**Given task A**
In the sentiment-analysis review:
(i) In the model by Chen and Zhang, which component learns the features?
(ii) What reviews did the method by Day and Lin analyze?
(iii) Which algorithm did Ghosh et al. use to reduce dimensionality?

**Extracted text**
= = =
In addition, Chen and Zhang¹³ proposed a model combining SVM and CNN for the analysis of sentiment. The findings of their study show that their approach for text sentiment analysis provides greater precision than CNN or SVM alone. The data set used has been processed to filter it first and then Word2vec trains the filtered array. The CNN learns the features while the identification is handled by the SVM.

Ramadhani and Goo¹⁴ suggest a model for the classification of sentences using a combined CNN and RNN method. The words from sentences will be converted to feature vectors in the first stage. To lower the number of parameters, a small alternative of a CNN is then used. The result is then moved to an RNN of multilayered LSTM a classification layer is a 72% accuracy logistic regression classifier.

The method by Day and Lin¹⁵ analyzes the emotions of Google Play Chinese consumer reviews. Then the information was preprocessed, and the dictionary integration was done. Using the SVM classifiers, Naive Bayes, and LSTM, and comparing the results, the results show that the LSTM’s 71% accuracy yielded much better results than the SVM and Naive Bayes.

Ghosh et al.¹⁶ suggest a hybrid approach for classifying feelings using (RBM) and (PNN) in five data sets that performed better than traditional deep architecture and reduce dimensionality using a Contrastive Divergence Algorithm.

With the aid of Google’s Word2Vec used to predict the current word and use RNN for data training and subsequent clustering Zharmagambetov and Pak¹⁷ present an in-deep learning approach to sentiment analysis. The results showed that deep learning was better than the traditional method but was not the performance difference.

The study by Dey et al.¹⁸ presents a method for integrating heterogeneous and structured data into enterprise analytics. In their method, structured data were processed in the form of time series that captured enterprise performance data such as daily progress reports, purchases figures, income, and stock prices, while heterogeneous data were taken from customer reviews and comments, discussion forums, blogs, and social media.

This study utilizes text processing and mining techniques to extract information from heterogeneous sources and enables multiple heterogeneous inputs to automate the knowledge discovery process through the correlation of data extracted components.
= = =
**Material shown**
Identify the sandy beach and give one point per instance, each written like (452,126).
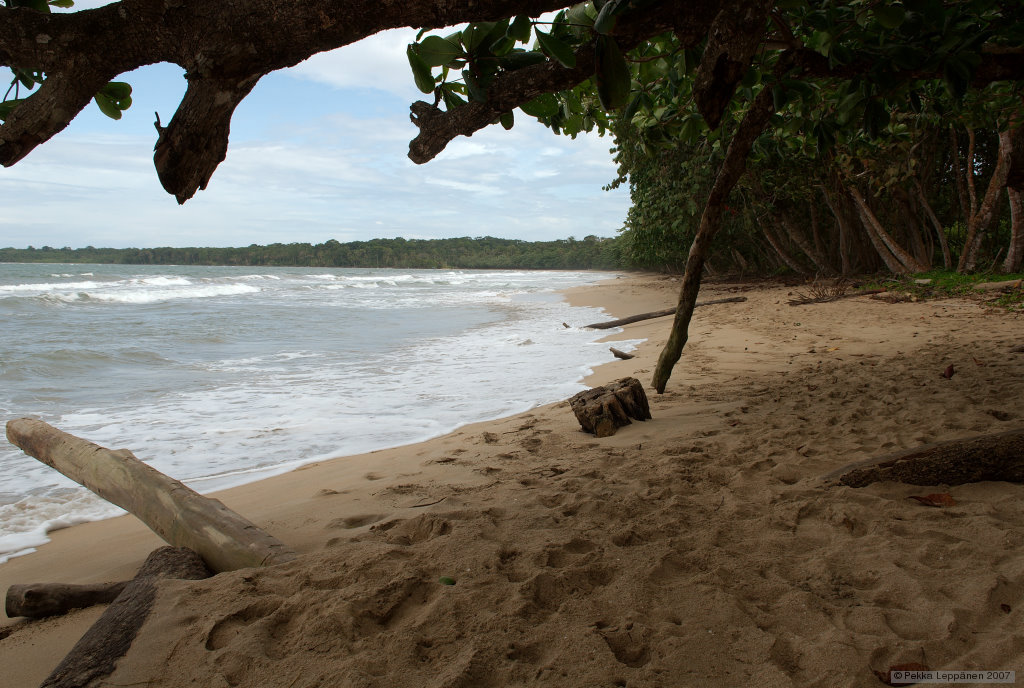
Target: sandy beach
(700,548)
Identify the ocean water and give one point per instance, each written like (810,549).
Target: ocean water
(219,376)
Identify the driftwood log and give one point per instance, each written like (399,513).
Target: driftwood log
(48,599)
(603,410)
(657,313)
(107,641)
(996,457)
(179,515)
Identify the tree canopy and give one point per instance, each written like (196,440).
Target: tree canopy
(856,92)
= = =
**Given task B**
Can you swap "Identify" for "Locate" in all the rows above and rewrite them with nothing else changed, leaving out the pictures?

**Complete answer A**
(i) The CNN.
(ii) Google Play Chinese consumer reviews.
(iii) A Contrastive Divergence Algorithm.

**Complete answer B**
Locate the sandy beach and give one point per instance, each written like (452,126).
Target: sandy beach
(700,548)
Locate the ocean water and give one point per instance, each written like (810,549).
Target: ocean water
(219,376)
Locate the driftwood log and give one point per instance, each written like (399,513).
Target: driftwood log
(48,599)
(603,410)
(657,313)
(107,641)
(996,457)
(179,515)
Locate the tree canopy and give one point per instance, each written like (196,440).
Target: tree canopy
(856,92)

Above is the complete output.